→ **Supplied material**
■ ■ ■
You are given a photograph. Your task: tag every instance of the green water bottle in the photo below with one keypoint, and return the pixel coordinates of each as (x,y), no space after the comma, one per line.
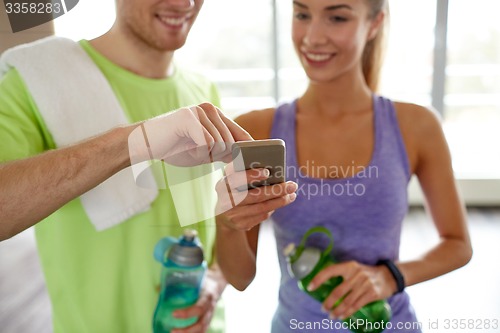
(305,262)
(181,277)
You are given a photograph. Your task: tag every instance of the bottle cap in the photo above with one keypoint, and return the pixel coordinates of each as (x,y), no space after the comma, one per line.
(289,249)
(304,264)
(187,252)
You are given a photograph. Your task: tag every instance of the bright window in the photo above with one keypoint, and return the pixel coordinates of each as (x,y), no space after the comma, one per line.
(245,47)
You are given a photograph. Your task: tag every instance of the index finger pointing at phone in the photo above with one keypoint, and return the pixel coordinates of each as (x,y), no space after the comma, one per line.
(238,133)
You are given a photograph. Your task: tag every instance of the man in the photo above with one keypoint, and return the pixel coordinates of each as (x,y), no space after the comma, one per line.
(105,279)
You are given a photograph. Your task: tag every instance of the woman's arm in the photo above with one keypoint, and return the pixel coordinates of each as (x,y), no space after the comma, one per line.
(430,161)
(432,165)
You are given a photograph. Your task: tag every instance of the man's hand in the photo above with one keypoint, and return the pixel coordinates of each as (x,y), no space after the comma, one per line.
(186,137)
(213,286)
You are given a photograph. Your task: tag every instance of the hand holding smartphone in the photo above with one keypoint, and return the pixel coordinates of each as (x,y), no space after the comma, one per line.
(268,154)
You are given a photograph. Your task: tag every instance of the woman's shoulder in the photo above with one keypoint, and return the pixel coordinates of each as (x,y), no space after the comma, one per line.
(416,119)
(258,122)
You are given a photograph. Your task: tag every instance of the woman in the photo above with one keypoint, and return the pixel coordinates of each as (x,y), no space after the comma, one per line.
(352,154)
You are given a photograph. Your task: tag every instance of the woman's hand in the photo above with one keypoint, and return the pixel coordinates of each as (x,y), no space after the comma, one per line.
(362,284)
(211,291)
(244,209)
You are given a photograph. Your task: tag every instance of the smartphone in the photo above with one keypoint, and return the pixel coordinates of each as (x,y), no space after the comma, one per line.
(269,154)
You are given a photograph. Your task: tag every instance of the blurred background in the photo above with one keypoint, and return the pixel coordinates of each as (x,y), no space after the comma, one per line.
(443,54)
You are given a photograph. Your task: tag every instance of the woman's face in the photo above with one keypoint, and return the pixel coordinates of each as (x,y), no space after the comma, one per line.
(161,24)
(330,35)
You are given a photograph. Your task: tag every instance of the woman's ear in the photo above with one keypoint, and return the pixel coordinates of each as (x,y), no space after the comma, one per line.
(376,25)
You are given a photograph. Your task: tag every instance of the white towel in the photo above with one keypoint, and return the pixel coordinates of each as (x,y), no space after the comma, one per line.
(77,102)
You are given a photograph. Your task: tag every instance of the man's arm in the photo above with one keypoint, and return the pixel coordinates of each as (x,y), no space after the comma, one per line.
(33,188)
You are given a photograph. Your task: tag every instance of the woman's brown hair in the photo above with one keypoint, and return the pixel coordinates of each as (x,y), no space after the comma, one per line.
(373,53)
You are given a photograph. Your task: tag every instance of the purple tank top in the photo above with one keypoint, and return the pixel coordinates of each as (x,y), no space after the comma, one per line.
(363,212)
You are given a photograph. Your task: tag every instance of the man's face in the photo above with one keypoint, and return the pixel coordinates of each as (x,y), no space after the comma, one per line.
(160,24)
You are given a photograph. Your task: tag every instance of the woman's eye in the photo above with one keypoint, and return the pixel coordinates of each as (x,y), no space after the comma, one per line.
(301,16)
(338,19)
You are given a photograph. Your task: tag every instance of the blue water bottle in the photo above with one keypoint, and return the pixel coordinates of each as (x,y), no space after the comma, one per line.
(181,276)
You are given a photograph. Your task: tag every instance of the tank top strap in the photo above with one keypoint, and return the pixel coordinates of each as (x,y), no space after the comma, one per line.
(284,121)
(389,141)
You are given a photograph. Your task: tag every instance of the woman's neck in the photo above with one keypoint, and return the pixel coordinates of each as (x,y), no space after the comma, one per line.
(336,97)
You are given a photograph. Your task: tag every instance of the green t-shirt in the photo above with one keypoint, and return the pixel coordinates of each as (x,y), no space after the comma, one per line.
(103,281)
■ ■ ■
→ **Instructions to follow**
Transcribe all the records above word for word, without their images.

→ **Response below**
You are given a photograph. Your task: tag every instance of the green water bottle in the photo below with one keypoint, and return the pixel coordinates of each as (x,y), no space after the comma, one per line.
(305,262)
(181,277)
You are given a photograph. Your task: tag every instance of the bottle cap in the photo above with one keypoint, and return the pixel coordinates of each as (x,y), no space after the comma, one per line.
(289,249)
(304,264)
(187,252)
You are given a photograph. Your task: tag every instance of the bright window in the photo above with one keypoint, and return the pixel coordinates of each as (x,y), no space after the comma, one per line.
(245,47)
You are given a photograph. Your task: tag every instance of the index finger pointing at phone in the photo above with one keypoint, and return the pixel coordinates of each as (x,y), no space after the comma, one per line.
(238,133)
You are given a photograph. Your task: tag every instance of the man in the photo above with one keypoint, and return the pixel coordinates of each as (x,y), no space after the comma, one per line.
(105,279)
You are given a photograph. Your task: tag every instance of the woman's arm in the photo above with one keypoint, and return the pixel coordinates of each as (x,y), no space after the comma, one per line.
(430,161)
(432,165)
You are given a photograph. Your task: tag every instance of the man's hand in the photo above with one keypoint, and return the pixel coordinates of each as (x,y), no space after the comma, one per line.
(186,137)
(213,286)
You are given a photograph. Your task: tag every instance of the hand holding smartphone in the photo above with one keypoint, and return the pixel coordinates of each as (x,y), no space after the comma, one per line.
(268,154)
You are given a photograph. Your task: tag every instance of the woman's shoulder in the photo above with one keypoint, and return the pixel coordinates of each as (x,y), no space after the comma, one per line.
(416,119)
(258,122)
You are given a photograph. Your task: tag every instance of the woman in the photo above with one keypoint, and return the pixel coordinates of each as (x,y), no space after the comma, one per line.
(352,154)
You are given a photograph. Your task: tag every instance of the woman's hand in the photo above with one keypoint, and return the pixel coordinates of each as (x,y), no space after the comma, one per line.
(362,284)
(211,291)
(244,209)
You are given a photograph. Your task: tag every instance of the smartphone in the photo above with one keypoint, and return the pixel coordinates of each as (x,y), no space after the comma, one per line.
(269,154)
You are given a photograph. Your task: tag every instance of the blurred background in the photo above with one keypoint, and return the pixel coordinates of each as (x,y), no space after the comma, one per line.
(443,54)
You are given a photograph. Your task: tag every instance of the woman's face in the photo above with one keypoint, and return the pixel coordinates of each as (x,y), no space after the comma, one per line.
(161,24)
(330,35)
You are given a photograph. Your task: tag every instance of the woman's ear in the photo above with one keypoint, and return the pixel coordinates of each as (x,y), no space after the comma, one per line.
(376,25)
You are given a photograph. Your task: tag every instance of the white towel in the photo above with one keypoint, and return the pixel coordinates of each as (x,y), no space after the comma, one per line.
(77,102)
You are given a photograph. Your task: tag every instance of the man's arm in the photo above with one keypoint, and return the pixel coordinates of each as (x,y), no space after the comma, one per line.
(33,188)
You are given a photograph. Your task: tag every instance of the woman's brown hair in the photo above with one keypoint, and return the pixel coordinates of each as (x,y), no space after the comma, one per line.
(373,53)
You are given a photograph. Your task: tag every instance of the purple tank top in the photo above with one keypoint, and return the pixel coordinates of each as (x,y), no space after the comma, one per line.
(363,212)
You are given a photograph. Your task: tag every instance of the man's face in the photo above with one keypoint, and return the pixel coordinates of each as (x,y), no space after the comma, one per line.
(160,24)
You are given a photograph. Your task: tag every instance of the woman's eye in the photo above with one keypoint, and return the pixel coordinates of each as (x,y), no space after the comma, one per line.
(301,16)
(338,19)
You are given a photograph. Your task: tag every instance of the blue water bottle in the photo above with one keypoint, and return the pixel coordinates of each as (x,y), no space after the comma, one per line.
(181,276)
You are given a photograph. Your task: tag every instance of the tank top strap in the photo above with one keypoint, and return the pixel coordinates of each as (x,y), no space after the comma, one per line.
(284,121)
(389,141)
You are given a photograph. Your task: tag every instance of the woman's neck in the photo above with one keypoint, and return the pixel coordinates of each as (x,y), no space after the comma, one per line.
(336,97)
You are given a photograph. Your task: tag every instance of the green t-shirt in the photo above with one keypoint, and return the pixel coordinates of each as (x,y), no space after the comma, one per line.
(103,281)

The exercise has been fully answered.